**Your tasks**
a) In the post about the Y chromosome, what do some geneticists speculate will cause the human race to die off?
b) List every possible cause of humanity dying off that the Y chromosome post mentions, both the ones it rejects and the one it puts forward.
c) Copy the Y chromosome post word for word from "The problem is" to "really never happens.".

**Page text**
== Segment start ==
Death of the Y gene and humanity

fedr808

1100101
Valued Senior Member
I'm just bringing this up because i thought maybe you guys would find it interesting.

There is some speculation by geneticists that the human race will die off not because of lack of food or war but because of the death of the Y chromosome. You see, when the paternal and maternal genes come together, they basically trade off data, but only one kind of gene can trade with another of the same kind. If you guys have seen those lists that number our genes and picture them. Those are the genes that will switch off together. A number 5 gene cannot trade with a number 10 gene it will not work.

The problem is that trading genes is essential, if a gene does not trade for long enough genetic defects occur, and these aren't the ones that cause retardation, these are the kind that will kill the embryo before it even forms.

Basically the gene goes rotten and it dies. Now of course all of the genes except for the Y are able to trade off every time so this really never happens.
== Segment end ==
**Dataset**
== Segment start ==
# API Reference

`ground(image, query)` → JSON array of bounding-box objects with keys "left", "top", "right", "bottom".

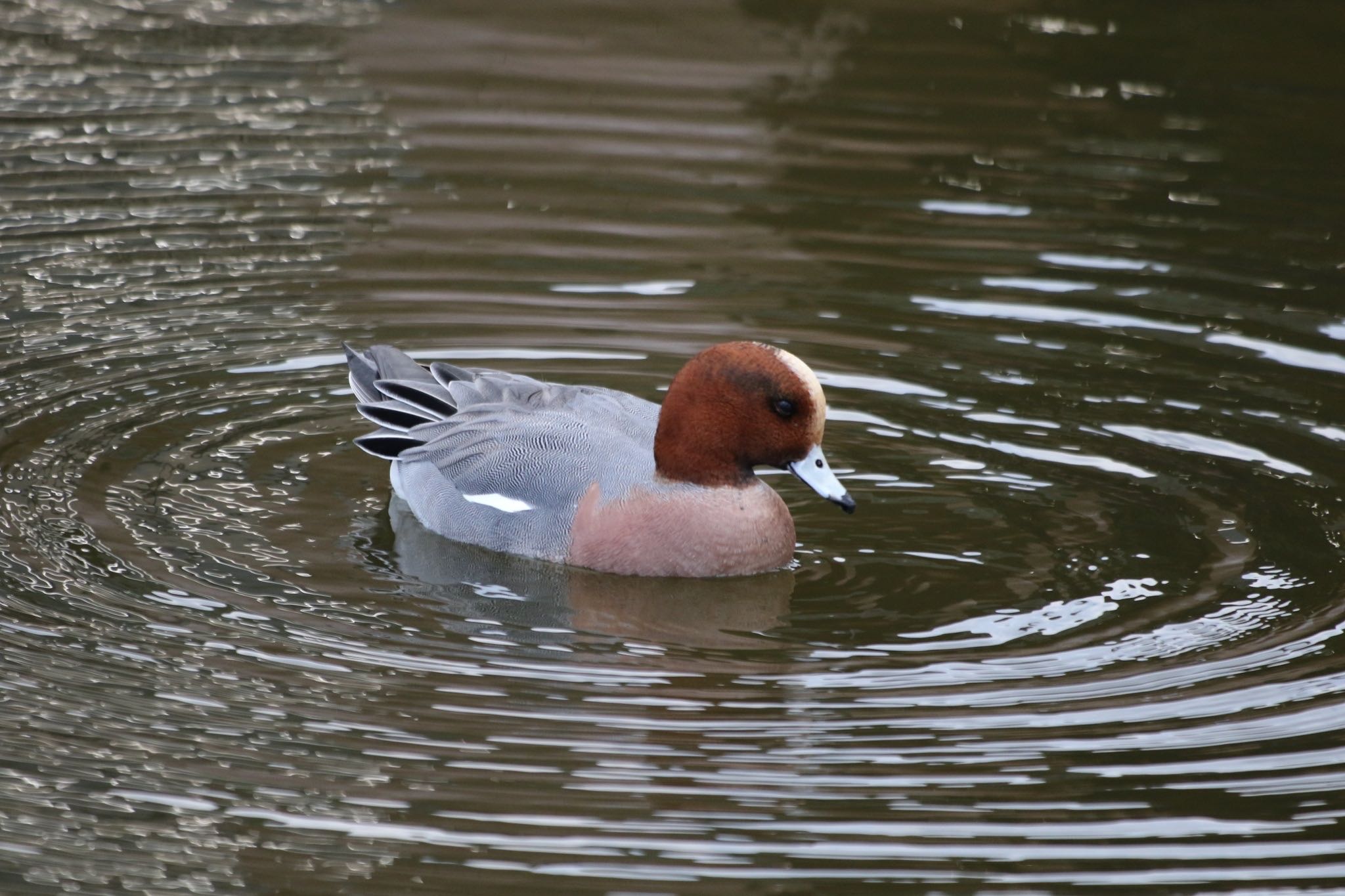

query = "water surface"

[{"left": 0, "top": 0, "right": 1345, "bottom": 896}]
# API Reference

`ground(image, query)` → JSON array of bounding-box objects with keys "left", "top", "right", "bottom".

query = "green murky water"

[{"left": 0, "top": 0, "right": 1345, "bottom": 896}]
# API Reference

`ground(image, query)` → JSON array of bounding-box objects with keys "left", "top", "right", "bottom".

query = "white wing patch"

[{"left": 463, "top": 492, "right": 533, "bottom": 513}]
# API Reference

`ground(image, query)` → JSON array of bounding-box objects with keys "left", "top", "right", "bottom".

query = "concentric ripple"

[{"left": 0, "top": 0, "right": 1345, "bottom": 896}]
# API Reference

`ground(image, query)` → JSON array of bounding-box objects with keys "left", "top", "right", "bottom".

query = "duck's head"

[{"left": 653, "top": 343, "right": 854, "bottom": 513}]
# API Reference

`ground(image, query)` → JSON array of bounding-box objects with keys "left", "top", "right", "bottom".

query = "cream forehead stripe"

[{"left": 765, "top": 345, "right": 827, "bottom": 442}]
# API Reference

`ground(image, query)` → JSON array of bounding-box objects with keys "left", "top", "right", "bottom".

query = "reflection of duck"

[
  {"left": 389, "top": 496, "right": 793, "bottom": 649},
  {"left": 345, "top": 343, "right": 854, "bottom": 576}
]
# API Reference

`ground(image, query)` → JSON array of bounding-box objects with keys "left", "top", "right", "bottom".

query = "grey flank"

[{"left": 345, "top": 345, "right": 659, "bottom": 561}]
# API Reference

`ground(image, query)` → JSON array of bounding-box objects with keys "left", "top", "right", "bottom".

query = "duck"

[{"left": 344, "top": 341, "right": 856, "bottom": 578}]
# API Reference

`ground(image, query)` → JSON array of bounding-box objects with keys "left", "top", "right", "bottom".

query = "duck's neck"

[{"left": 653, "top": 389, "right": 756, "bottom": 488}]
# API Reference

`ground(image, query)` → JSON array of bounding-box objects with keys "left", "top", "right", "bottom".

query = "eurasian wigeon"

[{"left": 345, "top": 343, "right": 854, "bottom": 576}]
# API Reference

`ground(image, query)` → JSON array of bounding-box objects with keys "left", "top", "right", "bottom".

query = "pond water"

[{"left": 0, "top": 0, "right": 1345, "bottom": 896}]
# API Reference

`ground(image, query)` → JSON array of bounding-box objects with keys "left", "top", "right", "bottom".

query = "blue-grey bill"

[{"left": 789, "top": 444, "right": 854, "bottom": 513}]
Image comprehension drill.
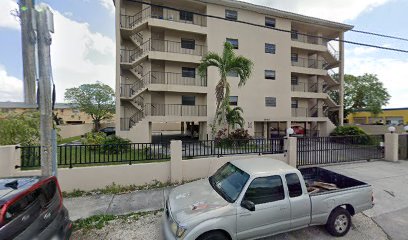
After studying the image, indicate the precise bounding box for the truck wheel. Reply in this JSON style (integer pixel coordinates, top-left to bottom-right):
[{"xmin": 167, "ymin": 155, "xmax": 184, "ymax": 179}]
[
  {"xmin": 326, "ymin": 207, "xmax": 351, "ymax": 237},
  {"xmin": 197, "ymin": 231, "xmax": 229, "ymax": 240}
]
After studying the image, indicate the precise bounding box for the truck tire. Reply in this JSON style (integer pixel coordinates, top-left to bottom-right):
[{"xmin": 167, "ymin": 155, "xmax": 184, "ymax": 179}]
[
  {"xmin": 326, "ymin": 207, "xmax": 351, "ymax": 237},
  {"xmin": 197, "ymin": 231, "xmax": 230, "ymax": 240}
]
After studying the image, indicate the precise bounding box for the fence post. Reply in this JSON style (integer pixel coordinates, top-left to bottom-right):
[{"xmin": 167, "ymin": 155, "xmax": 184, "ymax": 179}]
[
  {"xmin": 384, "ymin": 133, "xmax": 398, "ymax": 162},
  {"xmin": 170, "ymin": 140, "xmax": 183, "ymax": 183},
  {"xmin": 285, "ymin": 137, "xmax": 297, "ymax": 167}
]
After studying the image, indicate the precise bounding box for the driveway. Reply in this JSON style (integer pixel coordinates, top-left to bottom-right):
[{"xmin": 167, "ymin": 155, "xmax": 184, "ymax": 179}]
[{"xmin": 326, "ymin": 161, "xmax": 408, "ymax": 240}]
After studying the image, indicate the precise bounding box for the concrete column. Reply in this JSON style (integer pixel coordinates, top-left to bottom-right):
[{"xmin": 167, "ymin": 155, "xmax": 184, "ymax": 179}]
[
  {"xmin": 285, "ymin": 137, "xmax": 297, "ymax": 167},
  {"xmin": 170, "ymin": 140, "xmax": 183, "ymax": 183},
  {"xmin": 339, "ymin": 32, "xmax": 344, "ymax": 126},
  {"xmin": 384, "ymin": 133, "xmax": 398, "ymax": 162},
  {"xmin": 0, "ymin": 145, "xmax": 21, "ymax": 178}
]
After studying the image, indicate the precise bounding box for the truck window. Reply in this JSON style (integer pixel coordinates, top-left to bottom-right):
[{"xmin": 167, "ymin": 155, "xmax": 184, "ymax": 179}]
[
  {"xmin": 244, "ymin": 176, "xmax": 285, "ymax": 205},
  {"xmin": 285, "ymin": 173, "xmax": 303, "ymax": 198}
]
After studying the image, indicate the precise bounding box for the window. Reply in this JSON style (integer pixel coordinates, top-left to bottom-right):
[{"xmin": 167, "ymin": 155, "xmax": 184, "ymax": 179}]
[
  {"xmin": 265, "ymin": 43, "xmax": 276, "ymax": 54},
  {"xmin": 265, "ymin": 97, "xmax": 276, "ymax": 107},
  {"xmin": 181, "ymin": 96, "xmax": 195, "ymax": 106},
  {"xmin": 181, "ymin": 67, "xmax": 196, "ymax": 78},
  {"xmin": 181, "ymin": 38, "xmax": 195, "ymax": 50},
  {"xmin": 285, "ymin": 173, "xmax": 303, "ymax": 198},
  {"xmin": 265, "ymin": 17, "xmax": 276, "ymax": 28},
  {"xmin": 225, "ymin": 9, "xmax": 238, "ymax": 21},
  {"xmin": 290, "ymin": 53, "xmax": 299, "ymax": 62},
  {"xmin": 265, "ymin": 70, "xmax": 276, "ymax": 80},
  {"xmin": 227, "ymin": 38, "xmax": 239, "ymax": 49},
  {"xmin": 292, "ymin": 100, "xmax": 299, "ymax": 108},
  {"xmin": 227, "ymin": 70, "xmax": 238, "ymax": 77},
  {"xmin": 244, "ymin": 176, "xmax": 285, "ymax": 205},
  {"xmin": 230, "ymin": 96, "xmax": 238, "ymax": 106},
  {"xmin": 180, "ymin": 11, "xmax": 194, "ymax": 22},
  {"xmin": 290, "ymin": 30, "xmax": 298, "ymax": 39},
  {"xmin": 290, "ymin": 76, "xmax": 299, "ymax": 85}
]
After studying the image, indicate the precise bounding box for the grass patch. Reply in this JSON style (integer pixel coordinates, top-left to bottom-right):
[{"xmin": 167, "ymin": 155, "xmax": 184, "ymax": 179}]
[
  {"xmin": 62, "ymin": 179, "xmax": 197, "ymax": 198},
  {"xmin": 73, "ymin": 209, "xmax": 163, "ymax": 231},
  {"xmin": 58, "ymin": 136, "xmax": 82, "ymax": 145}
]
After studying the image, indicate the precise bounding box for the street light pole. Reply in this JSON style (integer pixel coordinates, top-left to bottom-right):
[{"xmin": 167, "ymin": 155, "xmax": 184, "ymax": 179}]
[{"xmin": 35, "ymin": 5, "xmax": 54, "ymax": 176}]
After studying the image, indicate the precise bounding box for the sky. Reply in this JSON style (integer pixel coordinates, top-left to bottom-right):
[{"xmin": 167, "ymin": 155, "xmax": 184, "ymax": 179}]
[{"xmin": 0, "ymin": 0, "xmax": 408, "ymax": 108}]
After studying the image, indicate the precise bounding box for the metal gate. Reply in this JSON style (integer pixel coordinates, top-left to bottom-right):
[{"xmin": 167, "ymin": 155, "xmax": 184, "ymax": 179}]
[{"xmin": 297, "ymin": 135, "xmax": 384, "ymax": 166}]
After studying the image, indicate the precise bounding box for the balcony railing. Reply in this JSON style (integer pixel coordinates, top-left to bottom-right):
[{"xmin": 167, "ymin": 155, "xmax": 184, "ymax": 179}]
[
  {"xmin": 145, "ymin": 71, "xmax": 207, "ymax": 87},
  {"xmin": 120, "ymin": 7, "xmax": 207, "ymax": 29},
  {"xmin": 292, "ymin": 58, "xmax": 328, "ymax": 70},
  {"xmin": 144, "ymin": 103, "xmax": 207, "ymax": 117},
  {"xmin": 120, "ymin": 39, "xmax": 207, "ymax": 63}
]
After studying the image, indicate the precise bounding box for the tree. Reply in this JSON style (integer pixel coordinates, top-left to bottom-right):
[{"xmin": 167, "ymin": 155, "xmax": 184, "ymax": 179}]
[
  {"xmin": 198, "ymin": 42, "xmax": 254, "ymax": 125},
  {"xmin": 0, "ymin": 111, "xmax": 40, "ymax": 146},
  {"xmin": 65, "ymin": 82, "xmax": 115, "ymax": 131},
  {"xmin": 226, "ymin": 106, "xmax": 245, "ymax": 135},
  {"xmin": 344, "ymin": 74, "xmax": 391, "ymax": 117}
]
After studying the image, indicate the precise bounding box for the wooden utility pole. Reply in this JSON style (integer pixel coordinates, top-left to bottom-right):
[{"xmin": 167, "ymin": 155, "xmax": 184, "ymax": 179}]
[
  {"xmin": 19, "ymin": 0, "xmax": 37, "ymax": 104},
  {"xmin": 36, "ymin": 5, "xmax": 54, "ymax": 176}
]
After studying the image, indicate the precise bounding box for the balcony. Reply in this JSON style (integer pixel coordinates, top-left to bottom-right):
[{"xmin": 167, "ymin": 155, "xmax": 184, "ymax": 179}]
[
  {"xmin": 120, "ymin": 39, "xmax": 207, "ymax": 69},
  {"xmin": 120, "ymin": 6, "xmax": 207, "ymax": 36},
  {"xmin": 144, "ymin": 103, "xmax": 207, "ymax": 117}
]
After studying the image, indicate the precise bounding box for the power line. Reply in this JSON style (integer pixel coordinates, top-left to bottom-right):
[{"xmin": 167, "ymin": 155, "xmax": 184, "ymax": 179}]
[
  {"xmin": 128, "ymin": 0, "xmax": 408, "ymax": 53},
  {"xmin": 350, "ymin": 29, "xmax": 408, "ymax": 42}
]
== Segment end ==
**Answers to the exercises**
a) The death of the Y chromosome.

b)
- Lack of food
- War
- The death of the Y chromosome

c)
The problem is that trading genes is essential, if a gene does not trade for long enough genetic defects occur, and these aren't the ones that cause retardation, these are the kind that will kill the embryo before it even forms.

Basically the gene goes rotten and it dies. Now of course all of the genes except for the Y are able to trade off every time so this really never happens.